== Records for the task ==
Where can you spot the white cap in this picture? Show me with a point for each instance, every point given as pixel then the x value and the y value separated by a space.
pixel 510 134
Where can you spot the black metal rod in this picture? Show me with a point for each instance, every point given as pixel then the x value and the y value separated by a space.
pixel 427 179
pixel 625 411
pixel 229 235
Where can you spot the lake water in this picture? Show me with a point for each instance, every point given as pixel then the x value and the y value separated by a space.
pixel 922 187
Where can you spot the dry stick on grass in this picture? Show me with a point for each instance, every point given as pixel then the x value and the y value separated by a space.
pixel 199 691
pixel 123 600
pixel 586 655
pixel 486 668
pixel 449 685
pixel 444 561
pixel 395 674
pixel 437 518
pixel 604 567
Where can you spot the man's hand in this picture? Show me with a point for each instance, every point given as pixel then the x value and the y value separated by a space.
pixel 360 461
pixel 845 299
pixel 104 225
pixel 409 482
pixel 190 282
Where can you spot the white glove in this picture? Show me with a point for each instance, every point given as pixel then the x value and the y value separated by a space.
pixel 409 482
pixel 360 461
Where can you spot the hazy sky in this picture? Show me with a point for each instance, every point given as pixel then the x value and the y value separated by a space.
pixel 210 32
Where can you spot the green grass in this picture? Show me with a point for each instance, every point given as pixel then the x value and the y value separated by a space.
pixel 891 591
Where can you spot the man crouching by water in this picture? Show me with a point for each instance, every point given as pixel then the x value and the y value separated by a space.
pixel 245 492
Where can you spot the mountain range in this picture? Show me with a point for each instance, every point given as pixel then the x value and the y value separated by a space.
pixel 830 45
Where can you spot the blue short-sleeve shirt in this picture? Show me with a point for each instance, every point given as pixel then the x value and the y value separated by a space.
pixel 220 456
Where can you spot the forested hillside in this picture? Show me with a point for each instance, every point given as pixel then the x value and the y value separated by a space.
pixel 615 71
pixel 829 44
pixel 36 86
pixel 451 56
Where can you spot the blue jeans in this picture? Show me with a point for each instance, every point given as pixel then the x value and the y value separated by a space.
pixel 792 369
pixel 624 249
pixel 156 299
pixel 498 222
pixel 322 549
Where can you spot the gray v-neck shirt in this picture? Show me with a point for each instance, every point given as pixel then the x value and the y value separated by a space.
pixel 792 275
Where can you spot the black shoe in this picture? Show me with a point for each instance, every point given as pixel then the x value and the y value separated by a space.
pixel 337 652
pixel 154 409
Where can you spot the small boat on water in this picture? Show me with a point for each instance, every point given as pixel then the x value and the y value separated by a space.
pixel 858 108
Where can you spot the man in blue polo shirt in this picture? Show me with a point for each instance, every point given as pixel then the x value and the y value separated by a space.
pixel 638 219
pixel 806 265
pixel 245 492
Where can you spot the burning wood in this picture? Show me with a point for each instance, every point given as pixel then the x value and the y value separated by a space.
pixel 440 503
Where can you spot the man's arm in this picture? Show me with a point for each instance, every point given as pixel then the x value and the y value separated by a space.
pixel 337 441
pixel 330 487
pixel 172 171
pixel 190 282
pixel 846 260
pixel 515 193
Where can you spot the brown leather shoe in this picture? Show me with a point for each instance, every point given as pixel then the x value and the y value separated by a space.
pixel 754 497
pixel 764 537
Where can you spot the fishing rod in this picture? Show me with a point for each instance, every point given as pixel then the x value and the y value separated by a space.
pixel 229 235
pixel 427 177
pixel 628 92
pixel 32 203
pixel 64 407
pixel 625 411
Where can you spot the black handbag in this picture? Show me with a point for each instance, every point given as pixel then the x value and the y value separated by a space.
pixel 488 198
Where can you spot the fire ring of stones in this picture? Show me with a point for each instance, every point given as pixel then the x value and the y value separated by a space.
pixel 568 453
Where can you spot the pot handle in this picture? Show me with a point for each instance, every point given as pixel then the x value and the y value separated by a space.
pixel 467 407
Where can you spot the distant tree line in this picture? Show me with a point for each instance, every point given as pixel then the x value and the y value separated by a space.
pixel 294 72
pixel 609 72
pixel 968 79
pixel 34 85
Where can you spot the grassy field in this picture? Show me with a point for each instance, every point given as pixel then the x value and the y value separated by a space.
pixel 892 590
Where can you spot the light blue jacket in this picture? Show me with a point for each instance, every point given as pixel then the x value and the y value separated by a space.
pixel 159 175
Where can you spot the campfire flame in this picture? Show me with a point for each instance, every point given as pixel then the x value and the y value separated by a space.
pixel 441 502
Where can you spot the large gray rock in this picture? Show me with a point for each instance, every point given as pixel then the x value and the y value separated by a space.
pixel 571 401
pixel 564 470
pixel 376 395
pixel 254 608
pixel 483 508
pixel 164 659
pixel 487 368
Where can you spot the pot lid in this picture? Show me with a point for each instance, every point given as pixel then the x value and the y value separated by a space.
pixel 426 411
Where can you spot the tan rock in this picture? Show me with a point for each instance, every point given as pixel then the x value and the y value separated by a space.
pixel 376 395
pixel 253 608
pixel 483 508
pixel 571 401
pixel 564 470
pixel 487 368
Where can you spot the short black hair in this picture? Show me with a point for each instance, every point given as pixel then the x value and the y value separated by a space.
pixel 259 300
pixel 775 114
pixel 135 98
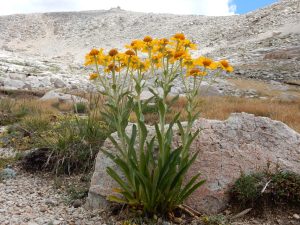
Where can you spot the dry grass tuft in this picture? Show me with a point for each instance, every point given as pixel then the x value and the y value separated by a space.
pixel 221 107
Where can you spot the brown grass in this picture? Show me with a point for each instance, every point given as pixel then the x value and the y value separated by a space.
pixel 221 107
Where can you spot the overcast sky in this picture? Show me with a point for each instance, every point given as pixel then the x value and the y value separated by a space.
pixel 205 7
pixel 200 7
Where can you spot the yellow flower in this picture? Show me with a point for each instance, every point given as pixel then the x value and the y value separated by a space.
pixel 188 62
pixel 113 52
pixel 94 76
pixel 195 72
pixel 206 62
pixel 224 64
pixel 144 66
pixel 156 60
pixel 179 54
pixel 112 67
pixel 148 39
pixel 163 41
pixel 129 53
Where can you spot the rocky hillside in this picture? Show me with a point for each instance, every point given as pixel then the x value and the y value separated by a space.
pixel 263 44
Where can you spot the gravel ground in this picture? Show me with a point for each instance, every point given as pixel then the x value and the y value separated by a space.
pixel 32 199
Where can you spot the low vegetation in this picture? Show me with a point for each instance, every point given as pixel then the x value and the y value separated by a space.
pixel 266 188
pixel 221 107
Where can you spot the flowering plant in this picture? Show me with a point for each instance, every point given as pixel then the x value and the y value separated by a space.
pixel 154 179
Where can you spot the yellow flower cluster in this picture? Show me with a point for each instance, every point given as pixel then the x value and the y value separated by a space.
pixel 150 54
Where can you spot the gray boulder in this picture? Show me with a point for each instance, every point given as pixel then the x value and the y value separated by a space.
pixel 56 95
pixel 7 173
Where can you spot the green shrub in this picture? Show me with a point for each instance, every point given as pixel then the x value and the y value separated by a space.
pixel 80 107
pixel 272 188
pixel 73 144
pixel 215 220
pixel 36 123
pixel 155 171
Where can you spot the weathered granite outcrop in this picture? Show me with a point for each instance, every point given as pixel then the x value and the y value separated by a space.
pixel 242 143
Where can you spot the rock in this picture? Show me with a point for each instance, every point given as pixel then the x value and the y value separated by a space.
pixel 243 142
pixel 296 216
pixel 58 83
pixel 50 202
pixel 17 76
pixel 55 95
pixel 77 203
pixel 284 54
pixel 8 173
pixel 13 84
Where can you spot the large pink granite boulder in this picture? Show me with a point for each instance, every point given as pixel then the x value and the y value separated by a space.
pixel 242 143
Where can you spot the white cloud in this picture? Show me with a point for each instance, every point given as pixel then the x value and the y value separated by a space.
pixel 203 7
===
> [Written instruction] Please copy out everything from the first line of the items above down to the line containing "pixel 922 187", including both of those lines.

> [Result below]
Where can you spot the white cap in this picture? Show me with a point for each instance, every point given as pixel then the x value and the y value separated by a space.
pixel 510 134
Where can you spot the black metal rod in this picture? Show me with a point for each instance, every point given as pixel then the x value and the y value separated by a space.
pixel 427 179
pixel 625 411
pixel 229 235
Where can you spot the lake water in this picture? Show me with a point for each instance, every point given as pixel then the x value and the y value separated by a space.
pixel 922 187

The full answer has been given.